WRITTEN INSTRUCTION
In the passage below about writing humor, what does the writer say every truck in Texas has?

PASSAGE TO READ
How about misdirection, which can be funny by taking readers someplace they expect to go and suddenly shifting direction.

“I looked down at my five-year-old son who broke the window and lied about it. I was shocked to think he wouldn’t tell the truth, and had to get him to understand what he’d done wrong, so I knelt on one knee, took his small shoulders in my big hands and looked him in the eye. Son, I have something to tell you.”

“What?”

“Quit picking your nose.”

Most of the things we laugh at in real life are true stories that someone exaggerates for effect. I once wrote a column about running from a bear while wearing a backpack…

“That thing was right on my heels, and I ran like rats across the tundra. My backpack came open and I left a string of equipment behind, my tent, half the food I’d packed, tent stakes, the stove, a laptop computer, two cameras, a chair, the kitchen sink and a VCR along with all my John Wayne videos. Now light as a feather, I left the bear far behind, sniffing the laptop full of newspaper columns and probably wondering what stunk so bad.”

Some other things I’ve learned:

Don’t try to write jokes. Look for something that happened in real life and make a few changes. Here in Texas, every truck has a trailer hitch. We all know they’re right there, but when the guys get together, someone inadvertently barks his shin on the damn thing. While we curse and rub that shin, the rest laugh like loons. What is it that makes us guys giggle like little girls? We’ve all done it. Exaggerated familiarity is funny

Don’t tell your reader something is funny: “Hurts, don’t it,” he joked. Like the old saying goes, if you have to explain it, it ain’t funny.

DATA EXCERPTS
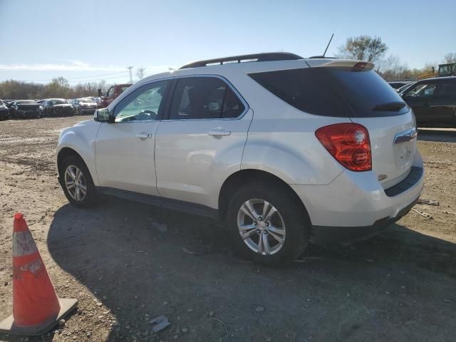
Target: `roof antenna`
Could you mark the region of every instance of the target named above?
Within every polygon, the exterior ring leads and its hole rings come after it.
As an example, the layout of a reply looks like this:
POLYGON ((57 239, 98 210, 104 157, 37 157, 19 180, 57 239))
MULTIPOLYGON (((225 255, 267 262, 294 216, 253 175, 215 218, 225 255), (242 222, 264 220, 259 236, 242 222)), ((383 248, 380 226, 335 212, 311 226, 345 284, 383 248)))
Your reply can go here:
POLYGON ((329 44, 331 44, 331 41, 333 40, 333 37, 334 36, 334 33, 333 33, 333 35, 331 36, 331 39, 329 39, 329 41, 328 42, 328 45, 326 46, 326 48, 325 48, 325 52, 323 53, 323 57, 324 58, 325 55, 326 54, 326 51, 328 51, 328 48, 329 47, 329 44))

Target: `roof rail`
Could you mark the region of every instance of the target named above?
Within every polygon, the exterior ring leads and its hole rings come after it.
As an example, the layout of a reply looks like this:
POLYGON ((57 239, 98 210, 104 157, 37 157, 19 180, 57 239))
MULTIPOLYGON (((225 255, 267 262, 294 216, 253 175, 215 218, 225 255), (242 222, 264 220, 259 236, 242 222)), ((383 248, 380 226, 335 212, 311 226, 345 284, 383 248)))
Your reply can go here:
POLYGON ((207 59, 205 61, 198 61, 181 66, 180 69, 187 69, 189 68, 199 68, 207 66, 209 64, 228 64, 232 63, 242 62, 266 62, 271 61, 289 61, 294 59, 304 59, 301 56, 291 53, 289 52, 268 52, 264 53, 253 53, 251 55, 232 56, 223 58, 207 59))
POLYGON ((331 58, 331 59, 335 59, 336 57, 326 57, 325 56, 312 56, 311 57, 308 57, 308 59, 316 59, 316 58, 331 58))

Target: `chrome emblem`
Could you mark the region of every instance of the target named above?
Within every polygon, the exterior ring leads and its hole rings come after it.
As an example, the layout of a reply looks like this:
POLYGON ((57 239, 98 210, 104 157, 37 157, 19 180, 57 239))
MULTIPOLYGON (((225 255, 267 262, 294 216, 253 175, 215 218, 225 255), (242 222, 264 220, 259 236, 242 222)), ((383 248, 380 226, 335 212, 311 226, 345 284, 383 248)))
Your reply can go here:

THE REPLY
A trailer hitch.